## The input
────────────────────

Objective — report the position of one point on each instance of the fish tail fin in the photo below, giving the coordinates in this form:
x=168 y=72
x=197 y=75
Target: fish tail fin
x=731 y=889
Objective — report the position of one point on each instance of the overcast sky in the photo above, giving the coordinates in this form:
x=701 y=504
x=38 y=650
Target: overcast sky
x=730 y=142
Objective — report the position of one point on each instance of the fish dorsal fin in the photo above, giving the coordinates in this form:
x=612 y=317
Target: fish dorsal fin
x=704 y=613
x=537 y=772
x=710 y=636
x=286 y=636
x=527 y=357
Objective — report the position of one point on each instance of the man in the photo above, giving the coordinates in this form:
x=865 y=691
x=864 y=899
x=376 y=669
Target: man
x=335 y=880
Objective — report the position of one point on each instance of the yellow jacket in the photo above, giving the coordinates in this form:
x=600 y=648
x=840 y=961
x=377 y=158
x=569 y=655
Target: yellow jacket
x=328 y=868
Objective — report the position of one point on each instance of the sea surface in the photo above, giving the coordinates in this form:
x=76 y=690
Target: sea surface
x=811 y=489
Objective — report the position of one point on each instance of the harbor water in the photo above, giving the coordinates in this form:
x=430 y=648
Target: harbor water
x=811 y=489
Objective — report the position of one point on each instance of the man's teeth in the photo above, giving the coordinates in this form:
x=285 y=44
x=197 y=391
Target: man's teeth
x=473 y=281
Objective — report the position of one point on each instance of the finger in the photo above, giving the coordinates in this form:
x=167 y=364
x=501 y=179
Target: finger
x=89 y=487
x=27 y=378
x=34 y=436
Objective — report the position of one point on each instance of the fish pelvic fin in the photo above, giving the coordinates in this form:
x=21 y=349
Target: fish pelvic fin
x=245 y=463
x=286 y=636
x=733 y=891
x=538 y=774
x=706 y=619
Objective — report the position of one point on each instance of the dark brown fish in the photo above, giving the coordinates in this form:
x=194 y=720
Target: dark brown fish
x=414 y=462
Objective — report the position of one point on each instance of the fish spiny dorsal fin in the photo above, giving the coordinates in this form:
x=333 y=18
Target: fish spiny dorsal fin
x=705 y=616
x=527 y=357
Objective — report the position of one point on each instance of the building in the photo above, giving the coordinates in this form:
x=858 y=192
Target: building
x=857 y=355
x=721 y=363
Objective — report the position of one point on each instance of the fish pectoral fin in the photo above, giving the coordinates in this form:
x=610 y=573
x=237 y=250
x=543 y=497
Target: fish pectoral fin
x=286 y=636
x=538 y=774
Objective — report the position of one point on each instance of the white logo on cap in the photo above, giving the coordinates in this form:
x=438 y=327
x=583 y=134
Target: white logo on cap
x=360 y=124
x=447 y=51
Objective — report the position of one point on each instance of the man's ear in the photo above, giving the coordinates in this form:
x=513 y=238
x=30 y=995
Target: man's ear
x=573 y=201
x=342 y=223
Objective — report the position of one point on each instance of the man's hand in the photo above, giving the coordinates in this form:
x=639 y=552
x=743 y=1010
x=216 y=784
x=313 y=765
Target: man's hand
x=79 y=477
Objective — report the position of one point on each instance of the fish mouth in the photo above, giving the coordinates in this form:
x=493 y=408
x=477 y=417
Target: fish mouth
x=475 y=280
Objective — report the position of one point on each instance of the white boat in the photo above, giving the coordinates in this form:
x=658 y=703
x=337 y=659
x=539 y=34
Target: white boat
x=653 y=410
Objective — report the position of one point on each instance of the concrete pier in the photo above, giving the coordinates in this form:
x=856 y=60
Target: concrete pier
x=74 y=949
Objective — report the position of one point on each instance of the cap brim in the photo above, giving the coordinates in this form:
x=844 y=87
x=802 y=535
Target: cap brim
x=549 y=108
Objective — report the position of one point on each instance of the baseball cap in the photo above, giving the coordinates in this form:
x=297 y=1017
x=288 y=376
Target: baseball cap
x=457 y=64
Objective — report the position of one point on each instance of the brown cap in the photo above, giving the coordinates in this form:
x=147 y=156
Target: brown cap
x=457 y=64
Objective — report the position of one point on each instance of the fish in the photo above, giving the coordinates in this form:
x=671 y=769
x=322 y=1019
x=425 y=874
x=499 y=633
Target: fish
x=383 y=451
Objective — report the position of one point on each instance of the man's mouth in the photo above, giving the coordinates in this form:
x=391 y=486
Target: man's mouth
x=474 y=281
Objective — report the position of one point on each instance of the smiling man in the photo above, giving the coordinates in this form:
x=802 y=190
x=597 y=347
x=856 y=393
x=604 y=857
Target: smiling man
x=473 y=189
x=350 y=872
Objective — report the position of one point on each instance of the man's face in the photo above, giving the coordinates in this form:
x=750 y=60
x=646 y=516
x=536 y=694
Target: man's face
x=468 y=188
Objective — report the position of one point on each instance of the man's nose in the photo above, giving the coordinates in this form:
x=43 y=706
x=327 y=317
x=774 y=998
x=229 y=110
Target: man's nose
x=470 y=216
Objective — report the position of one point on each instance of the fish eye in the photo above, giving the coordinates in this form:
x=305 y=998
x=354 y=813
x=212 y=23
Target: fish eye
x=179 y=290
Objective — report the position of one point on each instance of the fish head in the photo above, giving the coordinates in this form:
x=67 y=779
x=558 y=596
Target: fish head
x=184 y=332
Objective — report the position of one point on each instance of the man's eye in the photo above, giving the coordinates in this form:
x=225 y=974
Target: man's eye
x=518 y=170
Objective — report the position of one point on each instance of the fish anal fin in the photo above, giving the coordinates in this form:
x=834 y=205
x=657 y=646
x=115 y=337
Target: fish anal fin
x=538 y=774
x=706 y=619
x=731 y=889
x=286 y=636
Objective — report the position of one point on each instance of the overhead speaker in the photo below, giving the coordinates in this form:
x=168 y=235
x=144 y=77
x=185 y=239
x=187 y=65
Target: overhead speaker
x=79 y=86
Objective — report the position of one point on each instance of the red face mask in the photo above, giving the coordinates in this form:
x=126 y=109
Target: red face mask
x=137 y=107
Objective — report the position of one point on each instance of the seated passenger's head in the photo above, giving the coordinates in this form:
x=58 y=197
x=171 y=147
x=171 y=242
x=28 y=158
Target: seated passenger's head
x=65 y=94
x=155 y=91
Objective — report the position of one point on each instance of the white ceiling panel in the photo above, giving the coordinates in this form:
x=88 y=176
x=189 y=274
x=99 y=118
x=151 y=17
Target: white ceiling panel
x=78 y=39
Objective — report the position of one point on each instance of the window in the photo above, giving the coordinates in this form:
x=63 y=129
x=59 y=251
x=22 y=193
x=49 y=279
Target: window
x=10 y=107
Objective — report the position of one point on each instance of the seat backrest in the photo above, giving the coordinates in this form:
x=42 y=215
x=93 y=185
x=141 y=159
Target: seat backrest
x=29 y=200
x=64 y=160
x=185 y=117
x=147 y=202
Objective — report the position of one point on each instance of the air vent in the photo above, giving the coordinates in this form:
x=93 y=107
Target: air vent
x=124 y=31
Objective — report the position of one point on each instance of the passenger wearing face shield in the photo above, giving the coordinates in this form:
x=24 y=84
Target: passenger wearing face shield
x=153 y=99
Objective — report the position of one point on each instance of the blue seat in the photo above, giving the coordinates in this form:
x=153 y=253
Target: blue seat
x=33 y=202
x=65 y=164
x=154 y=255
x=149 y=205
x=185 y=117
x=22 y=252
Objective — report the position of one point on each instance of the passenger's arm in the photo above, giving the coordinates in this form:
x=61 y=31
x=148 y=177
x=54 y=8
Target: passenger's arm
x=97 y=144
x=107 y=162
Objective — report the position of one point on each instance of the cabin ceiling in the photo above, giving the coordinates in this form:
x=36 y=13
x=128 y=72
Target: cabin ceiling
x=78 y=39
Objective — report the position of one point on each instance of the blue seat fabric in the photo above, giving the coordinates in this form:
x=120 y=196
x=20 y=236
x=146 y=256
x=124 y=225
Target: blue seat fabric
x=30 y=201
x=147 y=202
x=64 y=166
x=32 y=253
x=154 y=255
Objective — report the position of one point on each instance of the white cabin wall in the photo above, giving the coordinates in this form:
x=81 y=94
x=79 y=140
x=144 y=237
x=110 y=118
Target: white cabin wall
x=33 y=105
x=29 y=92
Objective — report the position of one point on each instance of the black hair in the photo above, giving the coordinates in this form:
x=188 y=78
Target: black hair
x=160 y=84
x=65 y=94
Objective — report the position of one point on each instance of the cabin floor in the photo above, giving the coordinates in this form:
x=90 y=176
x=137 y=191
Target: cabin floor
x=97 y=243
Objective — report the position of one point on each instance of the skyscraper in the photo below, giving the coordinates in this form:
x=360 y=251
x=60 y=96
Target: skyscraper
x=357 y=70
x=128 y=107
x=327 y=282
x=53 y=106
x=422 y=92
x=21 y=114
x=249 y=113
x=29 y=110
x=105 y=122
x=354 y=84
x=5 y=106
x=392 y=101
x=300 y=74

────────────────────

## What needs to be done
All lines above that hold the string "below" should be copied.

## Completed exercise
Objective — report the position of one point on each instance of the fish tail fin in the photo below, giving the coordinates in this form:
Objective — report the position of one point on each instance of the overhead speaker in the photo below, giving the coordinates in this form:
Objective — report the position of one point on each instance of the skyscraper in the photo below, giving the coordinates in this form:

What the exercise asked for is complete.